=== Consigne ===
Indiquez si chacune des affirmations suivantes concorde avec le texte sur le théâtre, en répondant par oui ou par non et en citant les mots du texte qui tranchent. (a) Le texte reprend une conférence donnée le 2 avril 2014. (b) Selon Hannah Arendt, le théâtre partage son sujet avec plusieurs autres arts. (c) D’après la citation de Peter Brook, la concentration d’un grand nombre de gens affaiblit l’intensité.

=== Texte proposé ===
******

(Ce texte est l’adaptation d’une conférence donnée à la Société alpine de philosophie, le 2 avril 2014)
Le théâtre est l’arène où peut avoir lieu une confrontation vivante. La concentration d’un grand nombre de gens porte en soi une intensité exceptionnelle. Grâce à quoi, les forces qui opèrent et gouvernent la vie quotidienne de chacun peuvent être isolées et perçues clairement.
Peter Brook, L’espace vide.

Le théâtre : art du politique
Hannah Arendt a montré en quoi le théâtre est l’art politique par excellence. Dans La Condition de l’homme moderne, elle développe l’idée que le théâtre est le seul art qui ait pour unique sujet l’homme dans ses relations avec autrui. La parole et l’action sont les éléments constitutifs des relations humaines qui existent partout où les hommes vivent ensemble. L’être-ensemble consiste à partager les actes et les paroles dans un « espace du paraître », celui de la vie publique.

******

=== Données fournies ===
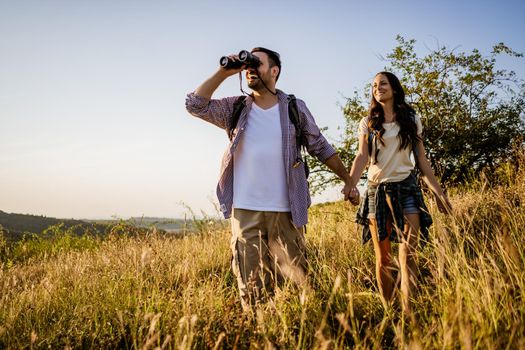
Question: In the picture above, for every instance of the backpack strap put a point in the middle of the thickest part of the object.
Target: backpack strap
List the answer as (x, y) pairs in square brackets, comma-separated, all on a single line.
[(238, 106), (373, 135), (293, 114), (415, 151)]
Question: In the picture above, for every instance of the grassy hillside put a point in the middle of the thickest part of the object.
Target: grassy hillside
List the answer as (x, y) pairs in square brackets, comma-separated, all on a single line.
[(15, 226), (150, 290)]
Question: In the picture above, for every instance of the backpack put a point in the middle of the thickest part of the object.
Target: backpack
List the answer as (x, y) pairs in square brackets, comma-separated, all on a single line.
[(293, 114)]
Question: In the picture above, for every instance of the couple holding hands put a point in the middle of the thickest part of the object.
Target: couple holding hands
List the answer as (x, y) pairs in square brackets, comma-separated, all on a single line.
[(263, 184)]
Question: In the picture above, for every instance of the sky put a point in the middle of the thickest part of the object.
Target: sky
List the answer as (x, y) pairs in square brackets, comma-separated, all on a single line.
[(92, 93)]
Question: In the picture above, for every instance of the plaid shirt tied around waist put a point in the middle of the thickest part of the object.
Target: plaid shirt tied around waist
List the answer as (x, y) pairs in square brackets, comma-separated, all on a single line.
[(392, 191), (219, 113)]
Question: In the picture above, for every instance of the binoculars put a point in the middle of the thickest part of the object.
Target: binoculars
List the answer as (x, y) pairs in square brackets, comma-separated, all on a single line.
[(245, 58)]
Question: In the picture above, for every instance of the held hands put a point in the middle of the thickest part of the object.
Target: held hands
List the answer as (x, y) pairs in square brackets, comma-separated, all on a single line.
[(351, 193)]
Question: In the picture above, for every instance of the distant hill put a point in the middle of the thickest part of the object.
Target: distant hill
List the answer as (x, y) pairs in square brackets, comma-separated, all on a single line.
[(166, 224), (15, 225)]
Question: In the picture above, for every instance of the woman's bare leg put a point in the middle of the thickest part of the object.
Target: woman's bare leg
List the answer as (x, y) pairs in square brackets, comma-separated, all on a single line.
[(407, 261), (383, 253)]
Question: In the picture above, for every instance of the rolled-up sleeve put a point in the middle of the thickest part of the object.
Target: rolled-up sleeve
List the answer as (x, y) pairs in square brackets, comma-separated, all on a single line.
[(213, 111), (317, 145)]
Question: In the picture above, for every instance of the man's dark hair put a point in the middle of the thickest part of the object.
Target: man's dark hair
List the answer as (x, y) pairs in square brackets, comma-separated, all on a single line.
[(273, 58)]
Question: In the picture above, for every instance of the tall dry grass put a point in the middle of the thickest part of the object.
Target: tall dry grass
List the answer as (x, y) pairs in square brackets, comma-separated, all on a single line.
[(152, 291)]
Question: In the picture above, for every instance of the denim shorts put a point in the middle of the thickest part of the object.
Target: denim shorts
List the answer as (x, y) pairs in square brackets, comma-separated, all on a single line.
[(407, 198)]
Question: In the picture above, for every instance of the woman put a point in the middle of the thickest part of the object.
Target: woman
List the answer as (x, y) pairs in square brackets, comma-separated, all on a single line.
[(393, 208)]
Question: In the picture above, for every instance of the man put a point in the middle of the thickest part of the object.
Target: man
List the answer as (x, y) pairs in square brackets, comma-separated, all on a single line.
[(262, 187)]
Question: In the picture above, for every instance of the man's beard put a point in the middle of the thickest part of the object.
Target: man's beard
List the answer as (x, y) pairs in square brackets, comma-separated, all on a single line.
[(255, 85)]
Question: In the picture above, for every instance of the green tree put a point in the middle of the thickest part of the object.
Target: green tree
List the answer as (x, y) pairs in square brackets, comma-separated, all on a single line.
[(472, 112)]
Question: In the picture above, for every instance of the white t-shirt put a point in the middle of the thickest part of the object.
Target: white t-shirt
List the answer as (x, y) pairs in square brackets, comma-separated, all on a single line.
[(259, 178), (393, 164)]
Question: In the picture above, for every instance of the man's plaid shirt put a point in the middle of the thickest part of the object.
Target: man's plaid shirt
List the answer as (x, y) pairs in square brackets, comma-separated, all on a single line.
[(219, 113)]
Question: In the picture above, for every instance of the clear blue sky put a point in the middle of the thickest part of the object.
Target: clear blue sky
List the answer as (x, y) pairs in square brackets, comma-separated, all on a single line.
[(92, 116)]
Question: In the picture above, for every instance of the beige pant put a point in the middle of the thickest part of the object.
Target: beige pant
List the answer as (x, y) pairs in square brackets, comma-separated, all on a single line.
[(266, 246)]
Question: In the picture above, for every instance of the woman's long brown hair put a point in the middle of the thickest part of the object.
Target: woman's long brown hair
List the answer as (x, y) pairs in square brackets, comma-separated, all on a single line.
[(403, 111)]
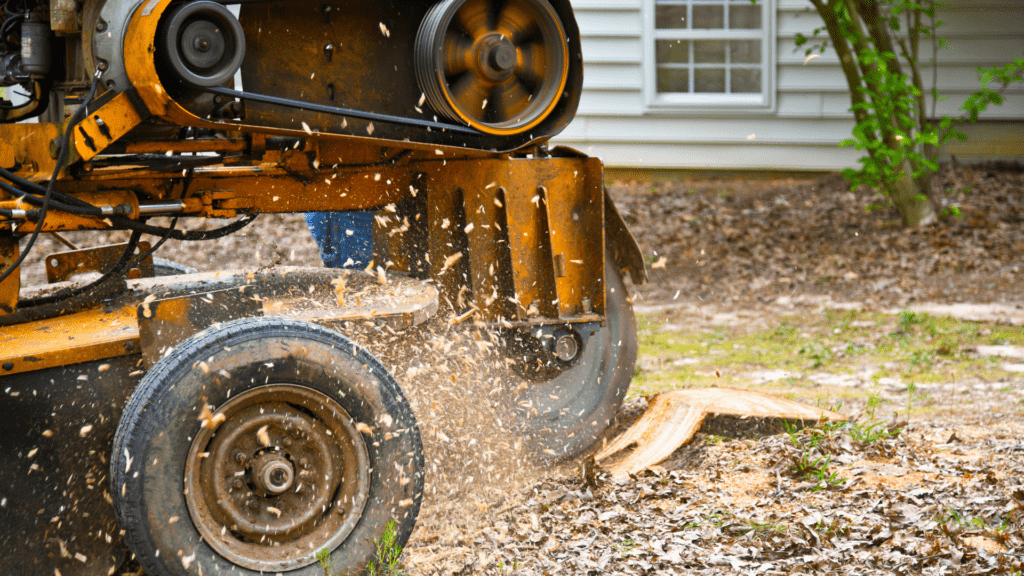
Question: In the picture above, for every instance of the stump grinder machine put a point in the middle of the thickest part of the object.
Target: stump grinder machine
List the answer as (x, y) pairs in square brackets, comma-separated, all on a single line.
[(216, 423)]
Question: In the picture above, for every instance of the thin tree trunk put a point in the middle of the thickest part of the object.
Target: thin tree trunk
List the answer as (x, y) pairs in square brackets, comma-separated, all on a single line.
[(913, 204)]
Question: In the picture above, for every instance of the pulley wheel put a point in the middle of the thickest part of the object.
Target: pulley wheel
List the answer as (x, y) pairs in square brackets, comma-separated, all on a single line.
[(203, 43), (499, 67)]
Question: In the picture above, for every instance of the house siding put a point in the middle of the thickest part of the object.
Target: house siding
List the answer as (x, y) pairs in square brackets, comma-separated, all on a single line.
[(810, 116)]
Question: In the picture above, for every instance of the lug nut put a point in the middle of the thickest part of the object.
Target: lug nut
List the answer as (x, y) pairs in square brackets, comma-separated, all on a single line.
[(566, 347)]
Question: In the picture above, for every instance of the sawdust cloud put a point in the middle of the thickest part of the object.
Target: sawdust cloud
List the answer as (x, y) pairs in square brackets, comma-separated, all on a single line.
[(476, 462)]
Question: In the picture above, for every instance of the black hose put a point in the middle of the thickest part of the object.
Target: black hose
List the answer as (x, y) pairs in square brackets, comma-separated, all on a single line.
[(186, 236), (23, 187), (61, 158), (36, 201), (155, 246)]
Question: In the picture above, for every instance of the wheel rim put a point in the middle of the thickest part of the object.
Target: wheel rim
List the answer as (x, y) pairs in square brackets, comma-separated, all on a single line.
[(285, 476), (501, 70)]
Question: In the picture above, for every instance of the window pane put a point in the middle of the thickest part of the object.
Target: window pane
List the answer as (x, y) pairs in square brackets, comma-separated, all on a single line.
[(709, 51), (744, 51), (744, 16), (709, 80), (673, 51), (673, 80), (745, 81), (670, 16), (709, 16)]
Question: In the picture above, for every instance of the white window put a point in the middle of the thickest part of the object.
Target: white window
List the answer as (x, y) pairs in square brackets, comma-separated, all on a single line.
[(710, 54)]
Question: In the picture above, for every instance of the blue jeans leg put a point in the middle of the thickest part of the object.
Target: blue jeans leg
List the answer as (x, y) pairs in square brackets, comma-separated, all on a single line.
[(345, 239)]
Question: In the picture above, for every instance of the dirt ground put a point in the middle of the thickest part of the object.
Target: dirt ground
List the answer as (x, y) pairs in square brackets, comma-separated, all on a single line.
[(781, 266)]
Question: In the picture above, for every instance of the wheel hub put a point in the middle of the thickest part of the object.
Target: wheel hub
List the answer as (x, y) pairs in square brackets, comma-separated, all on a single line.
[(497, 57), (285, 475), (272, 474)]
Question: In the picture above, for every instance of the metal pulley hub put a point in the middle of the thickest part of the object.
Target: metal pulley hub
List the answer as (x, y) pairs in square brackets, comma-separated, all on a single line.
[(500, 68), (203, 43)]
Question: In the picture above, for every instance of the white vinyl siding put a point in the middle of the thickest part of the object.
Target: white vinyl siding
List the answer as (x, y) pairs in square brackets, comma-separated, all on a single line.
[(619, 122)]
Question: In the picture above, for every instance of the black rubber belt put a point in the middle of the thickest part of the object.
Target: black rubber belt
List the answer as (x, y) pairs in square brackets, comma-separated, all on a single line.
[(340, 111)]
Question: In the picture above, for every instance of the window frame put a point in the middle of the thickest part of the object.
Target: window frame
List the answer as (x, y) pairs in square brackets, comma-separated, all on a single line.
[(710, 103)]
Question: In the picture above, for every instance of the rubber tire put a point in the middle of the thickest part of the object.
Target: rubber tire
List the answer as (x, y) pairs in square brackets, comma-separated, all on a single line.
[(590, 393), (160, 420), (162, 266)]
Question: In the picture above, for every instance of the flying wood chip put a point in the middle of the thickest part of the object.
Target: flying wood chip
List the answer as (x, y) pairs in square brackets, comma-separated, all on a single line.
[(673, 418)]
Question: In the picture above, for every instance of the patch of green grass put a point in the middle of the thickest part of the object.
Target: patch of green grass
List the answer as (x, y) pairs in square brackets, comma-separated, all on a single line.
[(760, 530), (387, 561), (912, 346), (626, 545)]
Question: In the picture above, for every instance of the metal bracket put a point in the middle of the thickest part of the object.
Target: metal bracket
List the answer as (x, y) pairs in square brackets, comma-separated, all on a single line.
[(61, 265)]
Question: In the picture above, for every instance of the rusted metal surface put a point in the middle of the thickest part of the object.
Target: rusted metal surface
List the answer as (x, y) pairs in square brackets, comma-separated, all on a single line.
[(621, 243), (576, 219), (530, 250), (287, 464), (28, 146), (61, 266), (164, 323)]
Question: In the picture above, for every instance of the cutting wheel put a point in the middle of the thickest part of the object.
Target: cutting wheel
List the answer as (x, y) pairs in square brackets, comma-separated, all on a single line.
[(500, 68)]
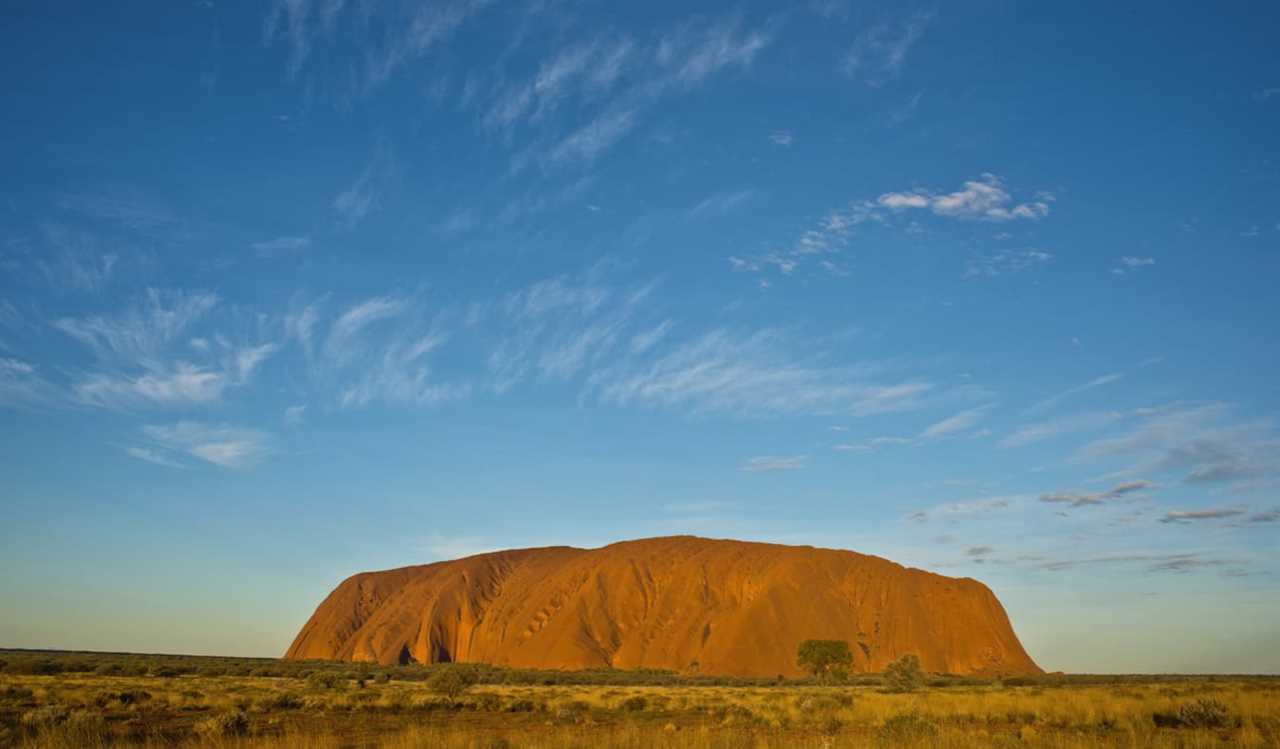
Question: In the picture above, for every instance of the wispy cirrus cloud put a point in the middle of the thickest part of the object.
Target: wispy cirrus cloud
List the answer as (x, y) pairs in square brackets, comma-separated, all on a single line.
[(1095, 383), (773, 464), (1052, 428), (22, 386), (364, 196), (878, 53), (721, 204), (147, 360), (1005, 263), (1079, 499), (1130, 264), (1178, 562), (280, 246), (144, 330), (965, 507), (76, 260), (961, 421), (344, 337), (154, 456), (1202, 442), (1208, 514), (220, 444), (983, 199)]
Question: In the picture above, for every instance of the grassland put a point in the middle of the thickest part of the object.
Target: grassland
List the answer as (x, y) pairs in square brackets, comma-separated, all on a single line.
[(68, 699)]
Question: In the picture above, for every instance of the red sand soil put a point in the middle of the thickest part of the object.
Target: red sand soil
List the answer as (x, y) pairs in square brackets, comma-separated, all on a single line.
[(681, 603)]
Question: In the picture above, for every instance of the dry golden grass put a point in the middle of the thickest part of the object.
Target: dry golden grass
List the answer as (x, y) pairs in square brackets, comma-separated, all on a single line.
[(270, 713)]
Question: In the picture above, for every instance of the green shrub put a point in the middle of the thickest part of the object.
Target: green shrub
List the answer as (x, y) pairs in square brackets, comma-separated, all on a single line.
[(1203, 713), (282, 702), (634, 704), (324, 679), (826, 660), (904, 674), (16, 694), (451, 683), (132, 697)]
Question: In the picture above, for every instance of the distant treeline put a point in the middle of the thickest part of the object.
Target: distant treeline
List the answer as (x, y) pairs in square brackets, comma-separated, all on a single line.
[(54, 662)]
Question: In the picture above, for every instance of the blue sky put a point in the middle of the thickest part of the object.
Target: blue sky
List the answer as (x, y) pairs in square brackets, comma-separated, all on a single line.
[(300, 289)]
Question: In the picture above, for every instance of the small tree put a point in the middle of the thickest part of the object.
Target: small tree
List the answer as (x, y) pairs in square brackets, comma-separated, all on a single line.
[(905, 674), (451, 681), (826, 660)]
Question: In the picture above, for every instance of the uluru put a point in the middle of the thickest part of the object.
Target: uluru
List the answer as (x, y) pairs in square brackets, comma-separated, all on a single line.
[(680, 603)]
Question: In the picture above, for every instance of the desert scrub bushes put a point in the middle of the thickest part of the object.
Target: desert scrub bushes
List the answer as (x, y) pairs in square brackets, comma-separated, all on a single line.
[(451, 683), (904, 674), (223, 726), (634, 704), (1206, 712), (906, 729)]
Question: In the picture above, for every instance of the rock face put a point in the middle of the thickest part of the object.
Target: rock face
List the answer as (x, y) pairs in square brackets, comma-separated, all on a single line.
[(680, 603)]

******

=== Résultat ===
(a) Oui : « Ce texte est l’adaptation d’une conférence donnée à la Société alpine de philosophie, le 2 avril 2014 ».
(b) Non : « le théâtre est le seul art qui ait pour unique sujet l’homme dans ses relations avec autrui ».
(c) Non : « La concentration d’un grand nombre de gens porte en soi une intensité exceptionnelle ».